START The records
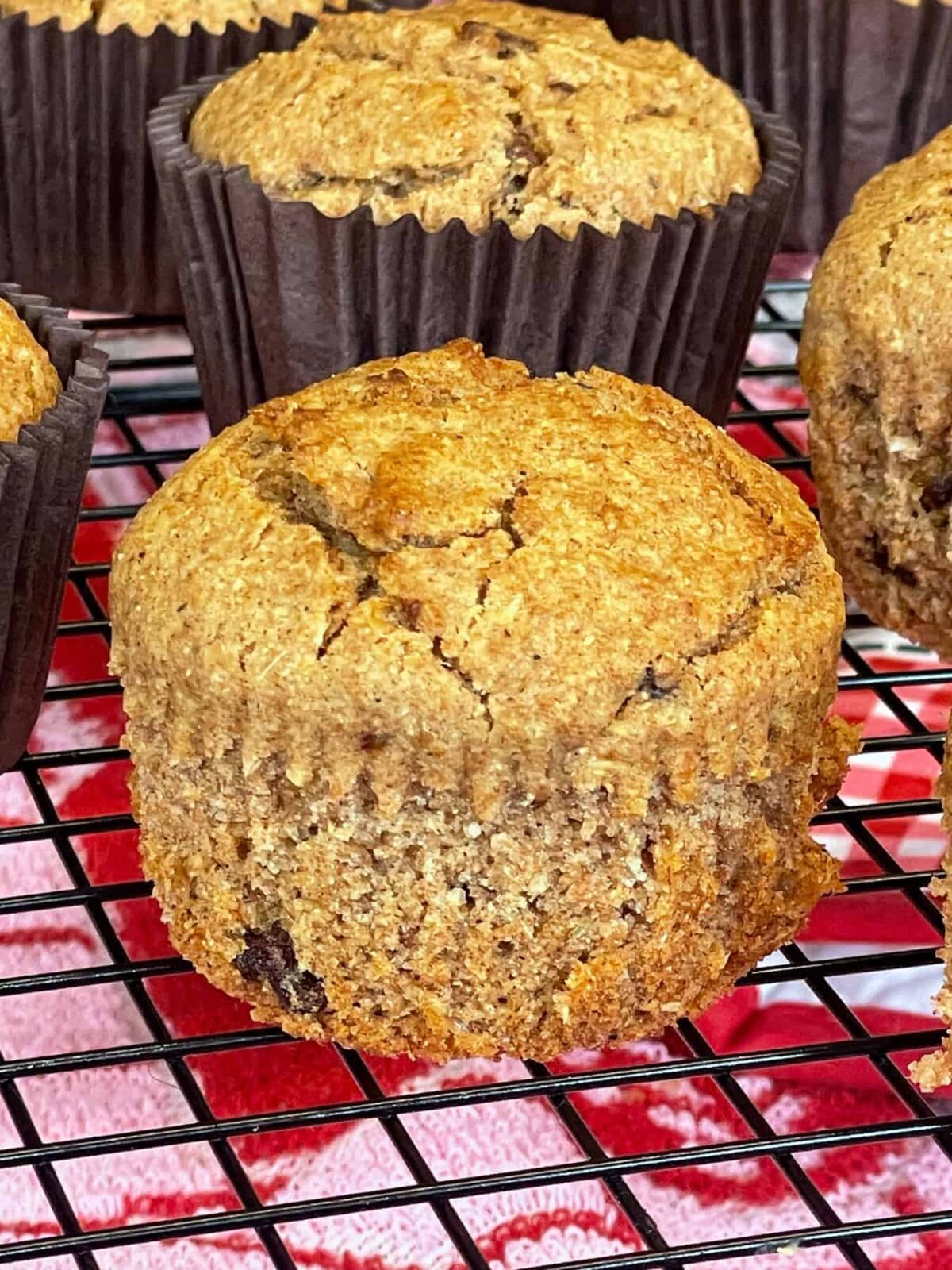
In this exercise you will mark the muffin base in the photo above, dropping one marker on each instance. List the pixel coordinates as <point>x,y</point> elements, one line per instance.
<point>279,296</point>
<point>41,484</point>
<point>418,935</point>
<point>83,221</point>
END The records
Exercise objective
The records need to be restated word for word, minus any images.

Answer to this problem
In this exercise you will mark the muffin base in the photo above, dropping one marker on each instance. List the pixel coordinates as <point>x,y</point> elements, one line per instance.
<point>279,296</point>
<point>41,484</point>
<point>418,935</point>
<point>83,221</point>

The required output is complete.